╭─ Document section

This allows the gas industry to say, to the eternal frustration of the locals, that you can’t prove we did this damage.
Jeremy Buckingham: 'A shocking photo of oil and chemical leaks from a Queensland CSG well' via his FB.
While the damage done by the CSG industry in Queensland is there for all to see, the industry continue with their puerile assertion that due to there being no baseline studies, this damage can’t be laid at their door.
Also on the inquiry is Queensland Greens senator Larissa Waters, she said via emailed statement:
It’s time to end the dangerous experiment with our land, water and climate that is CSG and underground coal gasification.
Underground Coal Gasification (UCG) is the nightmare process of gasifying coal underground and collecting the escaping gas for fuel.
Linc Energy is currently facing court over their UCG project at Hopeland on the Darling Downs. This project, it seems, ignited underground, and is now burning unchecked metres below the formerly fertile soil of Hopeland.
Senator Waters continued:
Big mining companies are steam-rolling over regional Queensland families, who still do not have the right to say no to coal and gas on their land.
Farmers deserve the right to say no to protect their land, water, climate and, crucially, their families’ health and wellbeing.
The Greens are proud to stand with farmers for the right to say no and an end to unconventional gas mining, unlike the other parties which take donations from the big mining companies.
The inquiry continues.
South of the border in NSW, CSG is also facing determined resistance from the residents of the Pilliga in north western NSW.
There CSG company Santos is attempting to build a CSG gas field with associated infrastructure.
However the local residents of this area are enraged that such appalling destruction of the Great Artesian Basin (GAB), with its life-giving water, is taking place.
So, not ones to take this lying down, they went out to the Pilliga, set up camp and plan to stay as long as it takes until Santos gives up and goes home.
The Pilliga protectors are in for the long haul as dawn breaks outside Santos construction site. Photo: Liam Ski via the Pilliga Push group.
Legally the crux involves the construction by Santos of a water treatment facility at Leewood.
Santos claims that this facility is part of the exploration phase and so does not need a gazetted Environmental Impact Statement (EIS).
The opponents claim that a facility of this size is clearly being built for the production phase of the project, and thus does need an EIS, which would allow the local community to input on the project.
That legal point is in court with a decision yet to be handed down, and thus the residents are incensed that Santos has started construction. "How can Santos begin construction of this facility when the court may rule against it?" is their (perfectly justified) complaint.
However, overarching even that is the simple fact that the Santos Pilliga project is not economic in any case. So why is Santos persisting?
I went to the website of Australian Energy market Operator (AEMO) and got the documentation on gas, the Gas Statement of Opportunities (GSOO).

╰─
╭─ Supplied information

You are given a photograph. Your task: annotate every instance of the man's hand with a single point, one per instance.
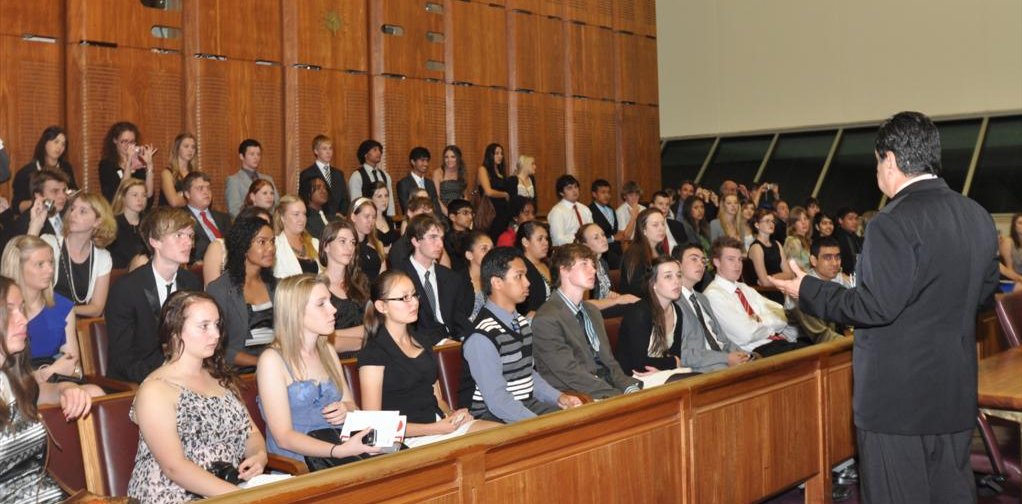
(790, 287)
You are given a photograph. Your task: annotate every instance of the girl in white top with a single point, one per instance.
(83, 264)
(296, 249)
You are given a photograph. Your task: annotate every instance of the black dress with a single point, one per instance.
(408, 382)
(128, 243)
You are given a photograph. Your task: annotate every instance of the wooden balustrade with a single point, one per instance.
(735, 436)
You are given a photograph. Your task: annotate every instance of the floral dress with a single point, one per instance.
(212, 428)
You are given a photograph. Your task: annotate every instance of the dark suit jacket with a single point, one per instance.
(223, 222)
(564, 357)
(133, 322)
(407, 185)
(454, 294)
(635, 336)
(928, 262)
(337, 203)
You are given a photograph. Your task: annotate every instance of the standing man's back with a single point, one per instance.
(929, 260)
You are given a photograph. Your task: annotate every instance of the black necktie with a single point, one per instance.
(709, 337)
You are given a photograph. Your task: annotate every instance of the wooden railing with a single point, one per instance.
(731, 437)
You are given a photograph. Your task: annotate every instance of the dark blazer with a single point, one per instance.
(235, 312)
(564, 357)
(337, 202)
(407, 185)
(454, 294)
(635, 335)
(928, 263)
(223, 222)
(694, 352)
(851, 246)
(133, 322)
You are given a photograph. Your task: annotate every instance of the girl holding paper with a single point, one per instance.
(302, 387)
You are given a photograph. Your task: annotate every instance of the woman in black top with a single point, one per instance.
(349, 285)
(123, 157)
(650, 337)
(398, 372)
(533, 241)
(244, 291)
(50, 153)
(370, 252)
(495, 184)
(128, 207)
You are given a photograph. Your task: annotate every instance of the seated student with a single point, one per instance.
(210, 224)
(500, 380)
(402, 248)
(568, 215)
(522, 211)
(29, 261)
(128, 207)
(215, 259)
(189, 411)
(244, 291)
(650, 337)
(136, 299)
(650, 242)
(571, 348)
(461, 217)
(349, 285)
(602, 296)
(372, 257)
(398, 368)
(825, 256)
(751, 321)
(704, 346)
(445, 296)
(297, 252)
(533, 241)
(302, 387)
(474, 246)
(24, 431)
(82, 262)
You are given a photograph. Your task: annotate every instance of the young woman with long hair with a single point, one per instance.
(302, 386)
(650, 337)
(398, 372)
(651, 228)
(182, 154)
(189, 411)
(349, 285)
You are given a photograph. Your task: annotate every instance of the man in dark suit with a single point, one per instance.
(47, 185)
(571, 349)
(133, 309)
(606, 218)
(929, 261)
(210, 224)
(846, 232)
(417, 178)
(337, 188)
(445, 296)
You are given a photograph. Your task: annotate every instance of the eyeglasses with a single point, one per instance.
(405, 299)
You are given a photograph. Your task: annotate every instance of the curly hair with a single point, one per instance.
(238, 241)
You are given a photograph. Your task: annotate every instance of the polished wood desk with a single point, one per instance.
(1001, 380)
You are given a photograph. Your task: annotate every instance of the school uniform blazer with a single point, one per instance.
(133, 321)
(563, 356)
(455, 296)
(928, 262)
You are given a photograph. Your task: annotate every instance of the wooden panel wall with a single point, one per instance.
(283, 72)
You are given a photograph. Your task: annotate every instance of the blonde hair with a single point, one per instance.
(522, 161)
(278, 224)
(118, 207)
(106, 231)
(16, 254)
(289, 304)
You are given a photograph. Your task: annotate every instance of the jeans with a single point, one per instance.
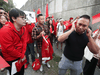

╰─

Challenge 1:
Reproduce the passage on coal seam gas between "There CSG company" and "Impact Statement (EIS).", inclusive.
Challenge 2:
Collect every line of the records that contains the string "blazer".

Task result 1:
There CSG company Santos is attempting to build a CSG gas field with associated infrastructure.
However the local residents of this area are enraged that such appalling destruction of the Great Artesian Basin (GAB), with its life-giving water, is taking place.
So, not ones to take this lying down, they went out to the Pilliga, set up camp and plan to stay as long as it takes until Santos gives up and goes home.
The Pilliga protectors are in for the long haul as dawn breaks outside Santos construction site. Photo: Liam Ski via the Pilliga Push group.
Legally the crux involves the construction by Santos of a water treatment facility at Leewood.
Santos claims that this facility is part of the exploration phase and so does not need a gazetted Environmental Impact Statement (EIS).

Task result 2:
You are given a photograph. Your task: annotate every instance of the dark blazer with a single point, one per instance.
You are given a photograph. Your task: annotate every instance of the school uniform blazer with a single point, one per instance.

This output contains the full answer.